(Exercise instructions):
If a line in the listing below contains the word "corner", count it, then please give only the number of such lines.

(Provided data):

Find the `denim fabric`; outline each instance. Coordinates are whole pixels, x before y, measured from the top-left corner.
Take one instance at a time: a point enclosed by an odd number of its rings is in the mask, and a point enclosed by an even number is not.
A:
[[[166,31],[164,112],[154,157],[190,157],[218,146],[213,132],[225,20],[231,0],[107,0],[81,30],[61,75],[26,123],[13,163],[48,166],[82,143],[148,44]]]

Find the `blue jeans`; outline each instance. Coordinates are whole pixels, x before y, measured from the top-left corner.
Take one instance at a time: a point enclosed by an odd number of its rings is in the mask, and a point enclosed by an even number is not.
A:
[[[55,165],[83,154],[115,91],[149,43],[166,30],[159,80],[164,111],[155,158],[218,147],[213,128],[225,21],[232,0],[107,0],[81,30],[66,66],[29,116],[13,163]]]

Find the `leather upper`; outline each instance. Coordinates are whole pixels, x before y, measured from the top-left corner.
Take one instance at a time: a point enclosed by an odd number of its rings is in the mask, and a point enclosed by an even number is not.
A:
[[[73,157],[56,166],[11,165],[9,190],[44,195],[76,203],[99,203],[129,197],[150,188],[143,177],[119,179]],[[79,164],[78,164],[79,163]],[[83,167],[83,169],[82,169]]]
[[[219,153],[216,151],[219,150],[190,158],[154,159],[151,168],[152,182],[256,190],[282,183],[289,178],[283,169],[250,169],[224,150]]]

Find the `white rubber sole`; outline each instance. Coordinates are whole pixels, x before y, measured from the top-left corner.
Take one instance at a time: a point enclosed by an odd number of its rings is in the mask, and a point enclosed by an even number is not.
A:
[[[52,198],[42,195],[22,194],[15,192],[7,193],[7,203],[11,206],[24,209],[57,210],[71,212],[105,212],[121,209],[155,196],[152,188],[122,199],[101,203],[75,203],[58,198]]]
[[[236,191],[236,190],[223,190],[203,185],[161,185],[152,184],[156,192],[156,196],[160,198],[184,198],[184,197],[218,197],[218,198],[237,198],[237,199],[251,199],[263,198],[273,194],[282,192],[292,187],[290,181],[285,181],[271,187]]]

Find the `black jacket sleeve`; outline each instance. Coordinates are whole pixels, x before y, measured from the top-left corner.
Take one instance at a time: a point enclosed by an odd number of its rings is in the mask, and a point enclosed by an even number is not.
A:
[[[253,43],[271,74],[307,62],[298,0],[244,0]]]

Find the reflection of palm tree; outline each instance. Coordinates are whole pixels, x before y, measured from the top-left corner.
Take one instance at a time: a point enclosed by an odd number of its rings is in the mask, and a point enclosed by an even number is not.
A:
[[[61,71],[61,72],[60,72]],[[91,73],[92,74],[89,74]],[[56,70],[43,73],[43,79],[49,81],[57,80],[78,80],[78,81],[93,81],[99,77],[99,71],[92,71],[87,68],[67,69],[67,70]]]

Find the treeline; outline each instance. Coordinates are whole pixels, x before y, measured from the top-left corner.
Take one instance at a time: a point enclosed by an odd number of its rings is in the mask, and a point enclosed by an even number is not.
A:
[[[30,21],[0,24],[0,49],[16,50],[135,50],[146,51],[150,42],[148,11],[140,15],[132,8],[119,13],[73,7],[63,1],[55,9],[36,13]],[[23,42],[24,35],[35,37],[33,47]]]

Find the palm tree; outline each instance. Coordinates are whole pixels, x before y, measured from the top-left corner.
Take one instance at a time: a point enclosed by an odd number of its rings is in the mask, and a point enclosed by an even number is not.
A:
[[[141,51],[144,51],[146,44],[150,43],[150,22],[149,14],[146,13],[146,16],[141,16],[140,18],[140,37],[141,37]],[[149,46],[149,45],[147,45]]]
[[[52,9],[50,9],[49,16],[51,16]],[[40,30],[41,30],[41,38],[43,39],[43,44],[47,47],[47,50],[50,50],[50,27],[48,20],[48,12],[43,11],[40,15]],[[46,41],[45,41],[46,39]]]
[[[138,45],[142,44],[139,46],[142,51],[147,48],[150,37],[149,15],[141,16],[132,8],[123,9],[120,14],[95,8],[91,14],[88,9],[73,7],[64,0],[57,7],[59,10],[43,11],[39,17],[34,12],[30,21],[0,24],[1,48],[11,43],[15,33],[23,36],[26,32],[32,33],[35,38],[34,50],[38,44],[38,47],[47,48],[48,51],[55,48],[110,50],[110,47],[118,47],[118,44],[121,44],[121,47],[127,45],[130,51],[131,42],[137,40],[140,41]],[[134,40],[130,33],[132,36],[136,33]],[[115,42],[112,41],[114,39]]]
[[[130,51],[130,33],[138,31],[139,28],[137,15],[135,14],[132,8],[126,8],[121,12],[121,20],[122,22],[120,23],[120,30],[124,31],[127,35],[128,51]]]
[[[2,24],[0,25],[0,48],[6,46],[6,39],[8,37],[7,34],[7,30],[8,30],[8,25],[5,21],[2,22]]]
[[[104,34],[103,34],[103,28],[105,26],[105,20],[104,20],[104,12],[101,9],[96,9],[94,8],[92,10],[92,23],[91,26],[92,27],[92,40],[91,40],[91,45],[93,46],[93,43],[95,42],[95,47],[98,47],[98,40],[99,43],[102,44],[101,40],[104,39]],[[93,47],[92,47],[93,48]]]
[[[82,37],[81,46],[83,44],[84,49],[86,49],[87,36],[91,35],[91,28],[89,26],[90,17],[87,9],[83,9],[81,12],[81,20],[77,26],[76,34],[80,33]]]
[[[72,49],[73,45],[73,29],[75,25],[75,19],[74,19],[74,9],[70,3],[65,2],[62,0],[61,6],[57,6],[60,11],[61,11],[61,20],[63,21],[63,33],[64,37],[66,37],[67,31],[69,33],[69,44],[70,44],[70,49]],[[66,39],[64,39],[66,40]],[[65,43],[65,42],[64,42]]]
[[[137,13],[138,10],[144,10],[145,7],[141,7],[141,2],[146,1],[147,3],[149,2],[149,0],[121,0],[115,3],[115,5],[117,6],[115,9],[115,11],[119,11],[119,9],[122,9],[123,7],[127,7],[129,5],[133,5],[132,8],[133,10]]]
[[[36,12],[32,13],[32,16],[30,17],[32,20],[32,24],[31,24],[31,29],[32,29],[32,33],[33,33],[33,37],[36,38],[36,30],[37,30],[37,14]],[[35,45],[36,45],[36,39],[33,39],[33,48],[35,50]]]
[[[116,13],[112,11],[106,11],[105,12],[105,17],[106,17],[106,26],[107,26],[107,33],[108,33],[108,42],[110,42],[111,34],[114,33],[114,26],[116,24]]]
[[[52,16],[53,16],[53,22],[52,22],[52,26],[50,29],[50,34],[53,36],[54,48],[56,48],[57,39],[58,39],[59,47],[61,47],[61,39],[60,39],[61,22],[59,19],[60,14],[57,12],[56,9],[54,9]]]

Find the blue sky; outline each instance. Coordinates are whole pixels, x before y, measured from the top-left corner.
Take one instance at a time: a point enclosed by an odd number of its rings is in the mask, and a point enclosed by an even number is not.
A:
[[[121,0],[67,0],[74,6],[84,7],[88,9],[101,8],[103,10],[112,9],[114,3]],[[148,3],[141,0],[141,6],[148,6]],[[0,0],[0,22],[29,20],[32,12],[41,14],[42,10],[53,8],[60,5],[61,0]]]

(Task result):
9